▶ What to work on: Rewrite the lines of each item below, changing "image" to "photo" and keeping everything else the same. Leave the pictures out of your answer.

▶ Data section:
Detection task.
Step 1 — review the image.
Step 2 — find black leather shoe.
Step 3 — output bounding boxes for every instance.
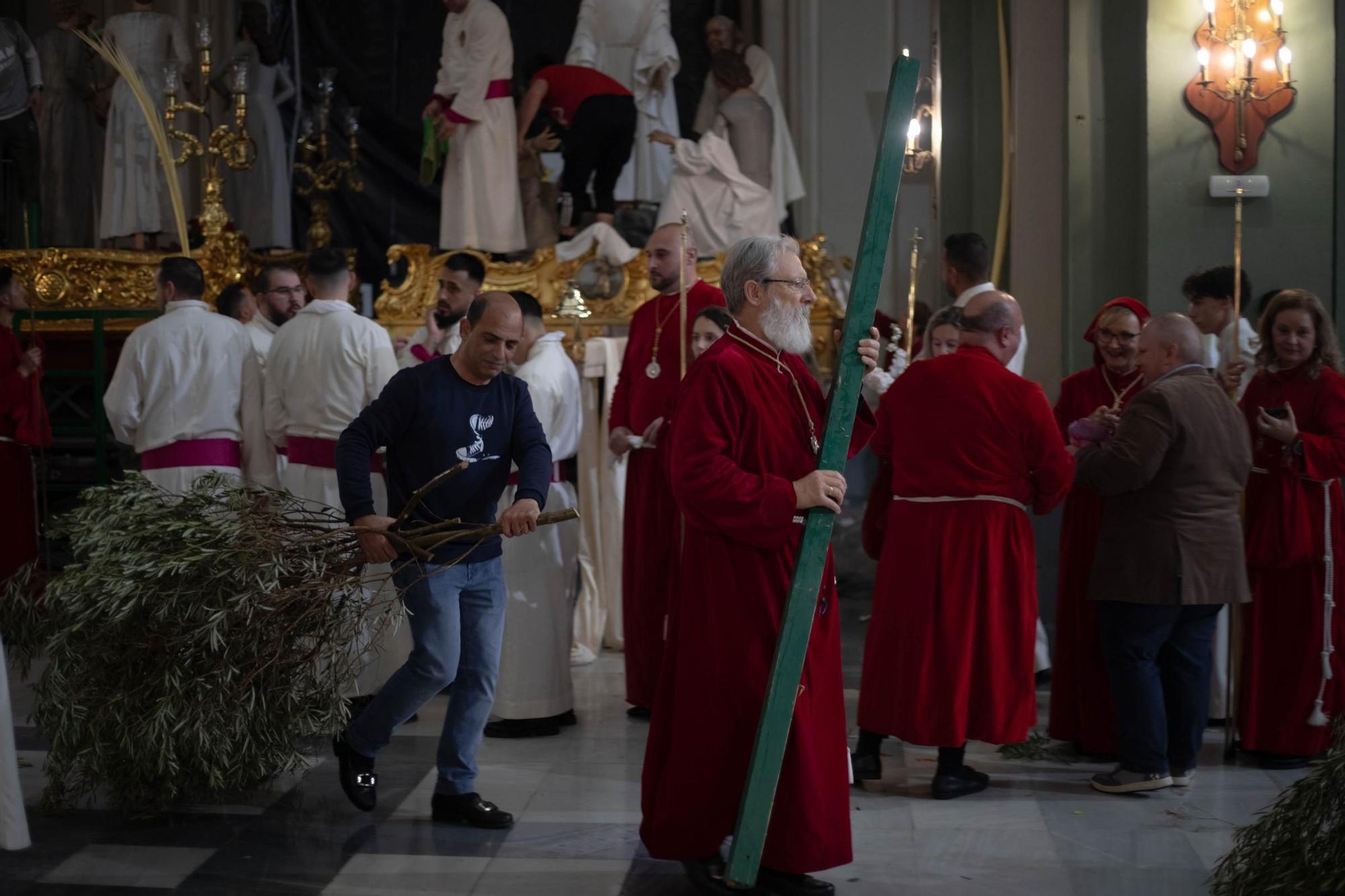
[332,733,378,813]
[430,794,514,829]
[486,719,561,737]
[929,766,990,799]
[682,856,761,896]
[757,865,837,896]
[850,754,882,784]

▶ Solution for this task:
Detection task.
Step 1 — review the photo.
Step 2 — find black leather shoe.
Step 3 — output bounding boxes for every instance.
[332,733,378,813]
[430,794,514,829]
[486,719,561,737]
[929,766,990,799]
[682,856,761,896]
[757,865,837,896]
[850,754,882,784]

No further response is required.